[Bloat] First draft of complete "Bufferbloat And You" enclosed.

richard richard at pacdat.net
Sat Feb 5 21:50:45 EST 2011


Back in 1996, shortly after iStar (Canada's first national ISP) bought
our Wimsey.COM regional, I got a chance to speak in front of a bunch of
people who were both customers and suppliers of the long distance
backbone (alternative) supplier that had spawned iStar.

As the lone internet speaker of the 3 keynotes, I talked about the
future, including things like $0.01/minute long distance using VOIP and
such.

Got my hand slapped hard right after and never got the opportunity to
speak for that company in public again. The company has gone bust.

Telus - the local ILEC here, has been using VOIP technology for their
long distance trunks for the past 10+ years - a leader in the technology
and the dominant in the field other than Bell here.

The next company my buddies and I formed did a bunch of stuff that
included ATM interface equipment and add/drop multiplexers, etc., all to
interface to IP.

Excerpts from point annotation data

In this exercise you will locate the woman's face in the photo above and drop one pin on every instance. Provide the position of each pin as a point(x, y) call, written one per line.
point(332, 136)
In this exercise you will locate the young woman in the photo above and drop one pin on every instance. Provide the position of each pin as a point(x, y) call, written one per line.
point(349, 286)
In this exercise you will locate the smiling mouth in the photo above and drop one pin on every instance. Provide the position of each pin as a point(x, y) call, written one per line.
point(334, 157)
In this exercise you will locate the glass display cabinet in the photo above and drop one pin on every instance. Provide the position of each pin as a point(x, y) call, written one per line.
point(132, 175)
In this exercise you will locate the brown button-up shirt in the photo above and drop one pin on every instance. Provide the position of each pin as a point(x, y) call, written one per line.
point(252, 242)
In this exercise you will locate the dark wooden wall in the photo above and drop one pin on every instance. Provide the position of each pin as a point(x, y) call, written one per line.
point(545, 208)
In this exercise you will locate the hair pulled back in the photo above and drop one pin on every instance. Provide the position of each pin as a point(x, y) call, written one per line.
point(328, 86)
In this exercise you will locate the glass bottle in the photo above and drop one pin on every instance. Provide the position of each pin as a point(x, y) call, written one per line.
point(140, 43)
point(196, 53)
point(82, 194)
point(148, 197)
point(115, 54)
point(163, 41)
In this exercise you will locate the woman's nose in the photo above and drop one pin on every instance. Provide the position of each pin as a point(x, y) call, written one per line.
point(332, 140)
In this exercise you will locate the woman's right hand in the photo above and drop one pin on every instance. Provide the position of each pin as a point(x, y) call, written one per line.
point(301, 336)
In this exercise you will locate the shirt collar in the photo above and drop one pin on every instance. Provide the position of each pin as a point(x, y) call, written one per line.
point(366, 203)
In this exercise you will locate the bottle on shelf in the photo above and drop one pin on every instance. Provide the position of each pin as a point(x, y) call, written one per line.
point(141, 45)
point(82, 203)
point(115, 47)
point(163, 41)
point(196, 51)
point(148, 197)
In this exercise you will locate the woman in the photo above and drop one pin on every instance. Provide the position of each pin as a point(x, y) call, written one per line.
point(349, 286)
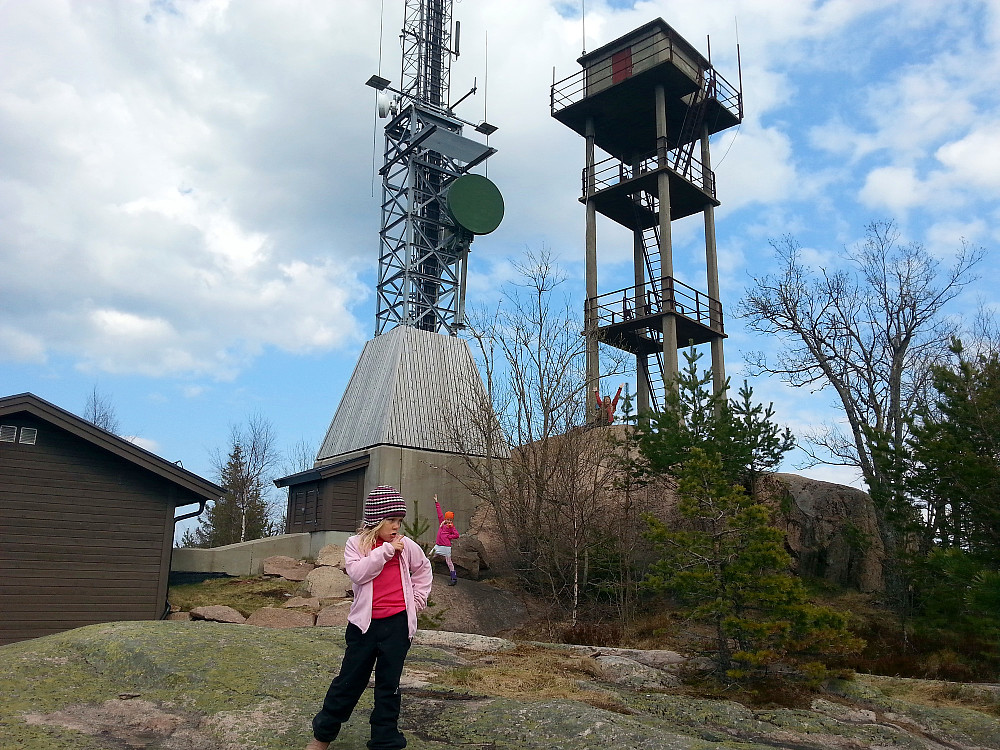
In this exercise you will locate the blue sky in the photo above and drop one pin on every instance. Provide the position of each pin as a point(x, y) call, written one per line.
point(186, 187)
* * *
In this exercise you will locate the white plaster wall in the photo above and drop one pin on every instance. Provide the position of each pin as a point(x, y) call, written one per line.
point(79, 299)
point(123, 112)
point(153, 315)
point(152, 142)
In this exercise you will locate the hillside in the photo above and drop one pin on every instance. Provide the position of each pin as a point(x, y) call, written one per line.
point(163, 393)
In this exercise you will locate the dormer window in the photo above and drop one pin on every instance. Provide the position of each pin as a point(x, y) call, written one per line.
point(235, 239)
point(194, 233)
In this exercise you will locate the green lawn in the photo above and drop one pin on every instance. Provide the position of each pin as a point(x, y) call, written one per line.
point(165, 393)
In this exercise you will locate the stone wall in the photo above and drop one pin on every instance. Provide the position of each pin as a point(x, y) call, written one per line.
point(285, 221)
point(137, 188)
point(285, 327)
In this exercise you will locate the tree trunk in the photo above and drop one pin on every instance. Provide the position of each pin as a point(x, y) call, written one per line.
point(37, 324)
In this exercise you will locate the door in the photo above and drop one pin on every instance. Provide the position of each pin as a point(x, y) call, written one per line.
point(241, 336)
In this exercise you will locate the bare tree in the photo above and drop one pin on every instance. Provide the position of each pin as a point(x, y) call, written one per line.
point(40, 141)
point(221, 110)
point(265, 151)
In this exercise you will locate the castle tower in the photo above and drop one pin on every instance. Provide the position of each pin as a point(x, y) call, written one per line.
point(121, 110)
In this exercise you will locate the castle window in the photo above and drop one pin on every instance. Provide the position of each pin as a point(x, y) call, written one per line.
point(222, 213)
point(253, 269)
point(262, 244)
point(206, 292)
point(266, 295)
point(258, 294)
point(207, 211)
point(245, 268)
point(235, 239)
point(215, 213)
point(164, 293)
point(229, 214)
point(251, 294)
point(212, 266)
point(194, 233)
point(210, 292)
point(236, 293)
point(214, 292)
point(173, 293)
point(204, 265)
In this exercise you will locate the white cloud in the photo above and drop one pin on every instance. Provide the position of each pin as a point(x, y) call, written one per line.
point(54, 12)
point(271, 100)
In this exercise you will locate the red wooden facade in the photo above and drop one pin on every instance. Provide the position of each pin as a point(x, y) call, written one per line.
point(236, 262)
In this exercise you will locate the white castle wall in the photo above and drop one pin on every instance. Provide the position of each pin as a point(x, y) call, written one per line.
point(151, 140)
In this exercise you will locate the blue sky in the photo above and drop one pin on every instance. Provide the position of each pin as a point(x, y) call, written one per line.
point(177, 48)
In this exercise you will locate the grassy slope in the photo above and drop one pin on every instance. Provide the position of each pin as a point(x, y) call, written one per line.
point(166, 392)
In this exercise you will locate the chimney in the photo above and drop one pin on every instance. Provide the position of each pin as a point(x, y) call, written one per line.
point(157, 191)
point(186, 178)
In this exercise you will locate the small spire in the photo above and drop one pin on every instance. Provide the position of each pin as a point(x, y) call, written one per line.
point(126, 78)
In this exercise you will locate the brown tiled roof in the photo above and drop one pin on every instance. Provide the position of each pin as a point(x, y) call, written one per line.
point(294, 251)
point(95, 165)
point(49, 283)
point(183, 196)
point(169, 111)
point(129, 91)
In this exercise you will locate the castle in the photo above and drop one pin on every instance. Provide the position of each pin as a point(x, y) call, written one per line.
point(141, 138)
--
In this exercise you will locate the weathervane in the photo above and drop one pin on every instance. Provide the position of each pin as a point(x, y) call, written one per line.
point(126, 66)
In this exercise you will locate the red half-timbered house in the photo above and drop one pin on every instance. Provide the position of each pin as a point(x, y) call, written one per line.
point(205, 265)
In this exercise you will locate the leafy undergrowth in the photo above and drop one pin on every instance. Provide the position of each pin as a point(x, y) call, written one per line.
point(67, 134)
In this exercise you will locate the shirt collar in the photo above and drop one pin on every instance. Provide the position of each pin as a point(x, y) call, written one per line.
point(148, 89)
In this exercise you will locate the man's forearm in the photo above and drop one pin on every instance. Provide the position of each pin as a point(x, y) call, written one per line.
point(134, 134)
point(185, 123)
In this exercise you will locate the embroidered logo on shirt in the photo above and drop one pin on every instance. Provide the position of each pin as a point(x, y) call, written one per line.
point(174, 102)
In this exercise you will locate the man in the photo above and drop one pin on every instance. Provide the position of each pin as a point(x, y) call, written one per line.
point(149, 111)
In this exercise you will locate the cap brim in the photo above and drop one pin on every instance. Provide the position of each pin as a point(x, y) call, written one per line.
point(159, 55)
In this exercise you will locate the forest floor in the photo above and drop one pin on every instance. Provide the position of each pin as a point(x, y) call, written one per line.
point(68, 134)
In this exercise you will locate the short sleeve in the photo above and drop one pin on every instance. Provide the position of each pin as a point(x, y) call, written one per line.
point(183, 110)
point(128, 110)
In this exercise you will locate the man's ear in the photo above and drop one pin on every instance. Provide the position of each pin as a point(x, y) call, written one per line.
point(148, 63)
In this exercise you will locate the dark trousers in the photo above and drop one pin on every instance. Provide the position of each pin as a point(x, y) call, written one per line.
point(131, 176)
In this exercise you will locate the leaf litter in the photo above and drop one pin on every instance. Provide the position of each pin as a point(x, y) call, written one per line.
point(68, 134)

#### [Prompt]
Go back to the mailing list post above the listing and write out its text from "Got my hand" up to and including "interface to IP.".

#### [Correct answer]
Got my hand slapped hard right after and never got the opportunity to
speak for that company in public again. The company has gone bust.

Telus - the local ILEC here, has been using VOIP technology for their
long distance trunks for the past 10+ years - a leader in the technology
and the dominant in the field other than Bell here.

The next company my buddies and I formed did a bunch of stuff that
included ATM interface equipment and add/drop multiplexers, etc., all to
interface to IP.